Copy the material below word for word, and leave out the pictures.

------------------------------

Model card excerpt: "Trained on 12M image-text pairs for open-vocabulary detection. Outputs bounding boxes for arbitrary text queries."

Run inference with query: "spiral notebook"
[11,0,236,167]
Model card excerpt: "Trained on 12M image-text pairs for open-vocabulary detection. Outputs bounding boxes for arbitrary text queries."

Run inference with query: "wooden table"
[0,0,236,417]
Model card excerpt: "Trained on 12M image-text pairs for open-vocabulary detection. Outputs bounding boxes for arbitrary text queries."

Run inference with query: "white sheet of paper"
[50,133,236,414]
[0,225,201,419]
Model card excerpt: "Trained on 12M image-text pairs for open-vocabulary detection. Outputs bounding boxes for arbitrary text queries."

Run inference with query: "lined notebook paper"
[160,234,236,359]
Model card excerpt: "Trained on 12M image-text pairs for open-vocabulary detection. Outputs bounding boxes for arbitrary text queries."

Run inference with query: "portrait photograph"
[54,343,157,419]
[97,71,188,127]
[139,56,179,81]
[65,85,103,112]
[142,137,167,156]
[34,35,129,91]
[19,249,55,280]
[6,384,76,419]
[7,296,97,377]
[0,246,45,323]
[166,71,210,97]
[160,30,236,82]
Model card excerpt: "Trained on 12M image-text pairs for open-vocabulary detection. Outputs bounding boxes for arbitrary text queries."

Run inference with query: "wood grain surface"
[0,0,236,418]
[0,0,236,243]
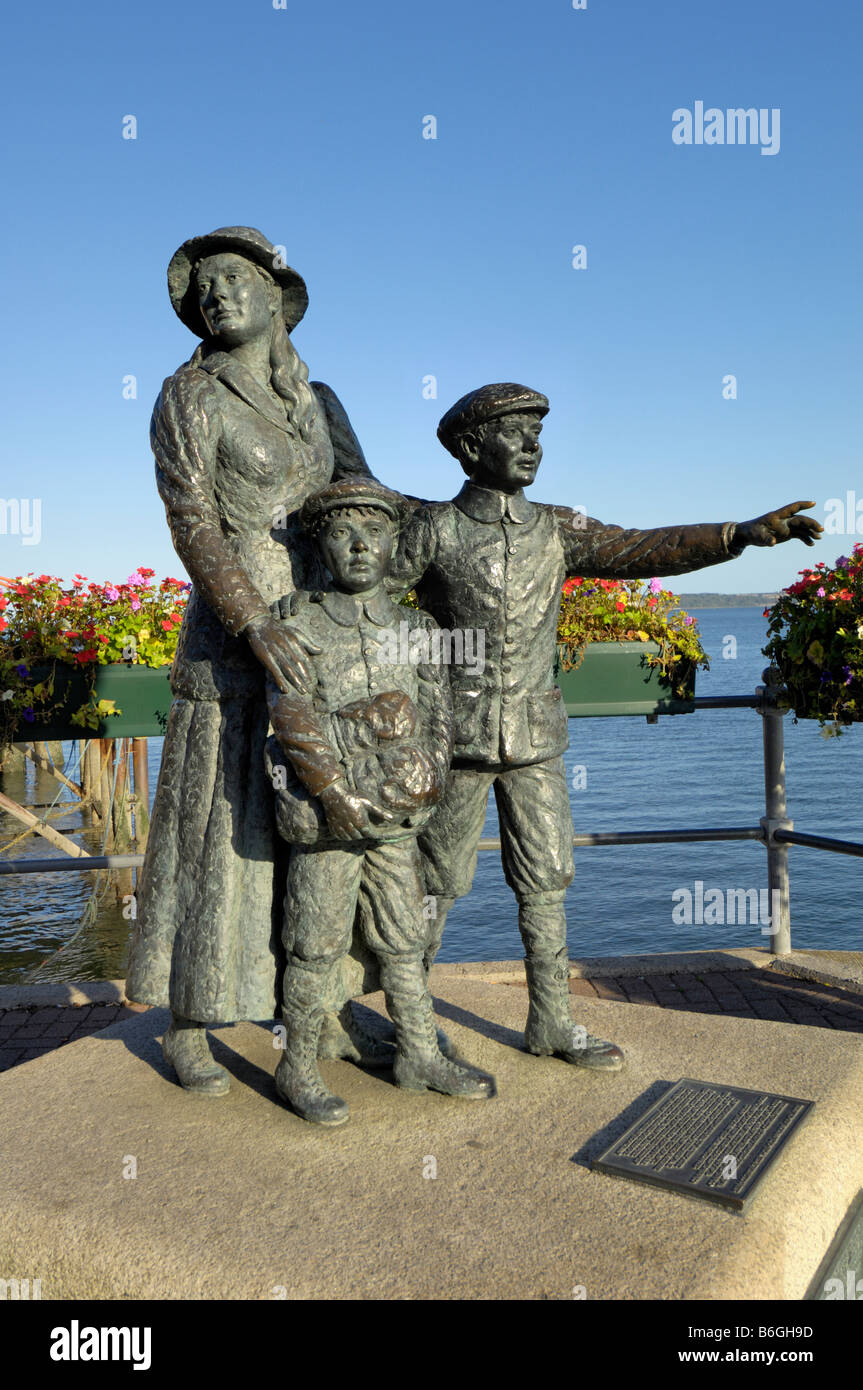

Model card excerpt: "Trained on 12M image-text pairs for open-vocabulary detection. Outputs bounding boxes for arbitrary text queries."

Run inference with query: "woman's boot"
[379,952,496,1101]
[524,948,624,1072]
[161,1013,231,1095]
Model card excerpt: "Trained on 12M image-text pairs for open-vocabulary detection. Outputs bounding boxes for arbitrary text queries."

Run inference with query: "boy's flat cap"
[300,477,410,530]
[438,381,549,459]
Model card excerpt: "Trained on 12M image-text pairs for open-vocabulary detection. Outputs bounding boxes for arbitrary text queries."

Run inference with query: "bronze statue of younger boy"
[267,478,495,1125]
[393,382,821,1070]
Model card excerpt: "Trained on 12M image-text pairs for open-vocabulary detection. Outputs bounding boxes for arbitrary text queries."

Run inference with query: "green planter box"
[23,662,174,741]
[554,642,696,719]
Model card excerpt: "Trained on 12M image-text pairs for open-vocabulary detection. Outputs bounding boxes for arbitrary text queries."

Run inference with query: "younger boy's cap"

------------------------------

- [The output]
Model card excerpt: "Trained on 12M image-text pairs for open-vocabulary detection. Outputs bounding boxes for arbitrary text queries."

Run inference with query: "spiral notebook"
[11,0,236,167]
Model card excerpt: "Trained on 12M image-text pairs for open-vocabulary detection. Outputs bounding boxes for arbitrary text queries."

Run inference with query: "wooden table"
[0,0,236,417]
Model card excerpt: "Trained on 12M image-text pairs for open-vocabulary detection. Outputs bounding boxes for arbitrary text queries."

Run inference with query: "white sheet of paper"
[50,133,236,414]
[0,225,201,419]
Model card excerpt: "Trained on 12M image-text pairs for open-vocabulary detection. Outputs bounding boxes for arbitrary text queries."

Run inference with query: "lined notebook paper"
[160,234,236,359]
Model card excerpt: "Trained on 12M image-text pairs for open-vocabulary detection. Outputs bounding boxes for arbitrary text queries."

Run inference with query: "portrait photograph"
[54,343,157,419]
[97,71,188,127]
[139,56,179,81]
[65,85,103,112]
[142,137,167,156]
[34,35,129,91]
[19,249,55,280]
[6,384,76,419]
[7,296,97,377]
[0,246,45,323]
[166,71,210,97]
[160,30,236,82]
Model card excerpt: "Trained on 12M image-text pairs for open-vocabulary detection. Outputs bounding boxes for arbitrary text queries."

Run inference with query: "wood grain surface"
[0,0,236,418]
[0,0,236,243]

Model card excerpt: "Trained on 12M image-text pairs for open-vocabulary detection. Outputs bounding boxes for arbitrary text queries."

Run inference with query: "woman's boot"
[379,952,496,1101]
[524,948,624,1072]
[161,1013,231,1095]
Model card excerpt: "Trained on 12M image-text pairs for open-vocabulary detection. Outputs bounding boxes for arbitrary text queries."

Run inference with query: "boy's flat cap"
[300,477,410,530]
[438,381,549,459]
Model card excerpt: "Trained on 12M image-text pairs for open-vocabulary detection. Outputs bounding boxes for arbitrary text queries."

Run inference with query: "bronze statue of younger boy"
[267,478,495,1125]
[393,382,821,1070]
Model card excerpt: "Trained on 12M image-text pairs for open-vocabulary detection. Outputs bounding boxes for arbitrary text queries."

Run inference with query: "green planter box"
[23,662,174,741]
[554,642,696,719]
Model card excerpt: "Trained on 12M image-text pairs for open-vocabulary detection. Outputs bounding boxes for arbitrary text queries."

Run inference with query: "younger boy's cap"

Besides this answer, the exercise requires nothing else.